+++ Exercise materials +++

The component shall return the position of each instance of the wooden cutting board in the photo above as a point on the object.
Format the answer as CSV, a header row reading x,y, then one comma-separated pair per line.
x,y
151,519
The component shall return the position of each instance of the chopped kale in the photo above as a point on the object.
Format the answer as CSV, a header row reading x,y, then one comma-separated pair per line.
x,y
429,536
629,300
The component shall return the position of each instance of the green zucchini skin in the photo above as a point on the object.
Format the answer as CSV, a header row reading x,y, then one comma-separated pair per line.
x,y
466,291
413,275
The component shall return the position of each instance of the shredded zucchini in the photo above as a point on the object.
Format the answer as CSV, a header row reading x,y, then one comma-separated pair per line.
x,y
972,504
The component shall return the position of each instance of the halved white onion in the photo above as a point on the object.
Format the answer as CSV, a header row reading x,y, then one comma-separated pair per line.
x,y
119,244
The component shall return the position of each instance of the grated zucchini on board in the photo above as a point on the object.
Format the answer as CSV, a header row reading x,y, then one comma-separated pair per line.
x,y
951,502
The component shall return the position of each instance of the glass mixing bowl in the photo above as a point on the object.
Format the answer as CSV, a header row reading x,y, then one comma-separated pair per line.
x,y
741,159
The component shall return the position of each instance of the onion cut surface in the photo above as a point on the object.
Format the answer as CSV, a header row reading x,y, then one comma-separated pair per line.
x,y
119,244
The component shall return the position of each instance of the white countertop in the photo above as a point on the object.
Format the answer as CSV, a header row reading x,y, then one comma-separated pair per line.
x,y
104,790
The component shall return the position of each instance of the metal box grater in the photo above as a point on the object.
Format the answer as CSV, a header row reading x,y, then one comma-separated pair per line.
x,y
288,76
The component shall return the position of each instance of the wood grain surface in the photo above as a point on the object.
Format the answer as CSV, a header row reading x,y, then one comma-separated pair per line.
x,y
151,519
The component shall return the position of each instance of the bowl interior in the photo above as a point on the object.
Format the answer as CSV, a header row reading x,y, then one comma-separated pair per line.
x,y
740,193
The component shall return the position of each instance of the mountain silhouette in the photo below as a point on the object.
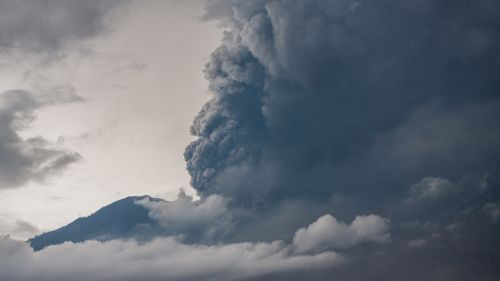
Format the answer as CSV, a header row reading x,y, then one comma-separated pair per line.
x,y
121,219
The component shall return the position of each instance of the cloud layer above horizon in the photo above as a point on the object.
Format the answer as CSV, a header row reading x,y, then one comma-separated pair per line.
x,y
340,135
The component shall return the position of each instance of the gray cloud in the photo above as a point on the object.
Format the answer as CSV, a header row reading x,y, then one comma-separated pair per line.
x,y
160,259
47,27
327,232
16,228
349,107
432,188
194,220
23,160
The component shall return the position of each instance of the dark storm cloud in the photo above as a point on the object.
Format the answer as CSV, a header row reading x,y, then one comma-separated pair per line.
x,y
46,27
352,107
306,92
26,159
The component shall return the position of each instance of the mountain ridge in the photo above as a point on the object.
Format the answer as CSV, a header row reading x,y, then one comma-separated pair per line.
x,y
120,219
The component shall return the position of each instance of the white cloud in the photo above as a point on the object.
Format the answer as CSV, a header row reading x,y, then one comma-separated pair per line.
x,y
162,259
16,228
327,232
185,216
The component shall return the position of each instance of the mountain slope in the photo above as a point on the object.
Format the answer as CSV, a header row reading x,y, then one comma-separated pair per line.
x,y
121,219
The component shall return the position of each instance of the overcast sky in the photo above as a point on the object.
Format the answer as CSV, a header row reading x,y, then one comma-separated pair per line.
x,y
140,91
348,139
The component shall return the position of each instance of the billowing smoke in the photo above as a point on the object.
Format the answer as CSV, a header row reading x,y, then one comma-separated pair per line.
x,y
351,107
317,97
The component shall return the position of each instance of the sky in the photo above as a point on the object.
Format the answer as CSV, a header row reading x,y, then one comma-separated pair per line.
x,y
314,140
139,91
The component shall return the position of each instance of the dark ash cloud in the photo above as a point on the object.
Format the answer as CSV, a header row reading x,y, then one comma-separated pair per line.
x,y
355,107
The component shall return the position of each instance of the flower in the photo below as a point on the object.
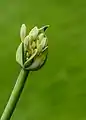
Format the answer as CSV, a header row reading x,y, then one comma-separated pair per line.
x,y
33,49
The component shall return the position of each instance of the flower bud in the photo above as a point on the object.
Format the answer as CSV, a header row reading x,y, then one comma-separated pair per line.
x,y
32,52
23,32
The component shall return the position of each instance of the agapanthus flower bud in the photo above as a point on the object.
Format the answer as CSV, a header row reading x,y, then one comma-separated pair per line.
x,y
32,51
23,32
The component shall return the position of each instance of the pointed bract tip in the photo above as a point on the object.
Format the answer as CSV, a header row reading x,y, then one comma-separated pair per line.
x,y
44,28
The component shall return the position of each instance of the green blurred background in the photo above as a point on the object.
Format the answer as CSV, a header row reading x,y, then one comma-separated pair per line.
x,y
58,90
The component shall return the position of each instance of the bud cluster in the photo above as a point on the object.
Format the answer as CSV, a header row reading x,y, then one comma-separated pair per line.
x,y
32,52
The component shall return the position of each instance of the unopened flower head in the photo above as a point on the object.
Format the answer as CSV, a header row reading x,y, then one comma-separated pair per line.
x,y
33,49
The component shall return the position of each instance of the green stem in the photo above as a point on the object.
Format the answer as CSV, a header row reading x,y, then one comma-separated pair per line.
x,y
8,111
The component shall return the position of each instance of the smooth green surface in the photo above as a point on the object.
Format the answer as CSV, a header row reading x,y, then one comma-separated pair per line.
x,y
15,95
58,90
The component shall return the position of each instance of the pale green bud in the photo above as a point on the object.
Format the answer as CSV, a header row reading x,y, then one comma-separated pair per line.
x,y
32,52
33,33
23,32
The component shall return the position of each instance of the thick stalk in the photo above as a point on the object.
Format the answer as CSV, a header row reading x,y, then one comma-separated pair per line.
x,y
15,95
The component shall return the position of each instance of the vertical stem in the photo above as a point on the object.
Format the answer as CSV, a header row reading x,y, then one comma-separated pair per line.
x,y
15,95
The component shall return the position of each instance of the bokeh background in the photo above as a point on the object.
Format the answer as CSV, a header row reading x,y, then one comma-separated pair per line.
x,y
58,90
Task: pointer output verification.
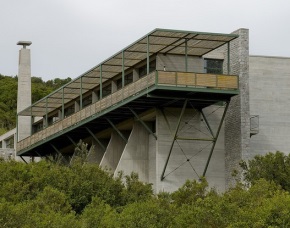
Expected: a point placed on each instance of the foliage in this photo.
(272, 167)
(8, 97)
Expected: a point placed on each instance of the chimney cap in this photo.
(24, 43)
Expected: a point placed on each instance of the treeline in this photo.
(8, 97)
(46, 194)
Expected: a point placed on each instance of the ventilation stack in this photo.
(24, 90)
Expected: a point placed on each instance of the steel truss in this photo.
(175, 137)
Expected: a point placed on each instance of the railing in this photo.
(198, 80)
(155, 78)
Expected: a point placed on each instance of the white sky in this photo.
(71, 36)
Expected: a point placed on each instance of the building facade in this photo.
(174, 105)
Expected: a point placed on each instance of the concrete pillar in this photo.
(237, 121)
(135, 155)
(113, 152)
(24, 90)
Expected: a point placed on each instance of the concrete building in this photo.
(174, 105)
(9, 139)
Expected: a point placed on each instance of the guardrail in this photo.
(155, 78)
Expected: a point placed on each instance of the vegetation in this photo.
(8, 97)
(83, 195)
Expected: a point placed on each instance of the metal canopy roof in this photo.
(162, 41)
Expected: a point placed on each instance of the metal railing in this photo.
(180, 79)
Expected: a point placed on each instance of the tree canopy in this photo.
(8, 97)
(84, 195)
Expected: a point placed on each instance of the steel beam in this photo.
(174, 138)
(142, 122)
(215, 138)
(70, 139)
(117, 130)
(229, 59)
(95, 138)
(195, 139)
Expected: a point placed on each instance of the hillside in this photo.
(8, 97)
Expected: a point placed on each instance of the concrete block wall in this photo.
(270, 99)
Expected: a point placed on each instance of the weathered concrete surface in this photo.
(135, 155)
(270, 99)
(24, 93)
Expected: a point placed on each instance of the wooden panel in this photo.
(187, 79)
(166, 78)
(207, 80)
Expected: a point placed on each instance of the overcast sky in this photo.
(71, 36)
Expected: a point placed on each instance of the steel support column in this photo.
(117, 130)
(46, 114)
(142, 122)
(70, 139)
(81, 93)
(62, 104)
(206, 123)
(95, 138)
(123, 71)
(23, 159)
(101, 82)
(148, 62)
(229, 59)
(174, 138)
(215, 138)
(186, 59)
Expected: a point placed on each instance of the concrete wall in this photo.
(24, 93)
(237, 122)
(113, 152)
(270, 99)
(96, 153)
(135, 154)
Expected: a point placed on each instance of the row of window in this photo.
(211, 66)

+++

» **Directions for this task**:
Everything from the first line of the records through the line containing "the metal box" is to be set down exactly, while later lines are left out.

» **Problem solution**:
The component shall return the position of each instance of the wooden cutting board in the photo above as a point on the object.
Format the answer as CSV, a header row reading x,y, then one comma-separated pair per line.
x,y
151,519
The component shall return the position of each instance of the chopped kale in the photo above as a point on the object.
Format the answer as CSV, a header row reading x,y, then one comma-separated pair per line.
x,y
429,536
629,300
The component shall return the position of each instance of the green zucchini skin in the photo above as a point on the object.
Format the answer as CSV, a header row reading x,y, then one comma-separated pair per line.
x,y
466,291
413,275
The component shall return the position of each instance of the shredded zucchini in the photo above as a point on the object.
Format the answer as CSV, a header row reading x,y, then one comma-separated pair per line.
x,y
972,504
The component shall return the position of each instance of the halved white onion in the photo above as a point on the object.
Format the answer as CSV, a header row reading x,y, then one comma-separated pair per line.
x,y
119,244
The component shall return the position of each instance of the grated zucchini on board in the photo above as a point on the object.
Format the answer as CSV, a header row reading x,y, then one comma-separated pair per line.
x,y
951,502
The component shall return the position of each instance of the glass mixing bowl in the photo above as a point on the object.
Format the answer as CSV, a header row reading x,y, then one comma-separated pair per line.
x,y
741,159
The component shall return the position of each instance of the onion cut surface in the photo above as a point on the object.
Format the answer as CSV, a header row reading x,y, then one comma-separated pair per line.
x,y
119,244
The component shall return the position of each instance of the white countertop in the photo above as a point on the object.
Format the answer as CSV, a header row reading x,y, then one comma-separated pair per line.
x,y
104,790
The component shall return the position of each instance of the metal box grater in the photo above as a point on the object.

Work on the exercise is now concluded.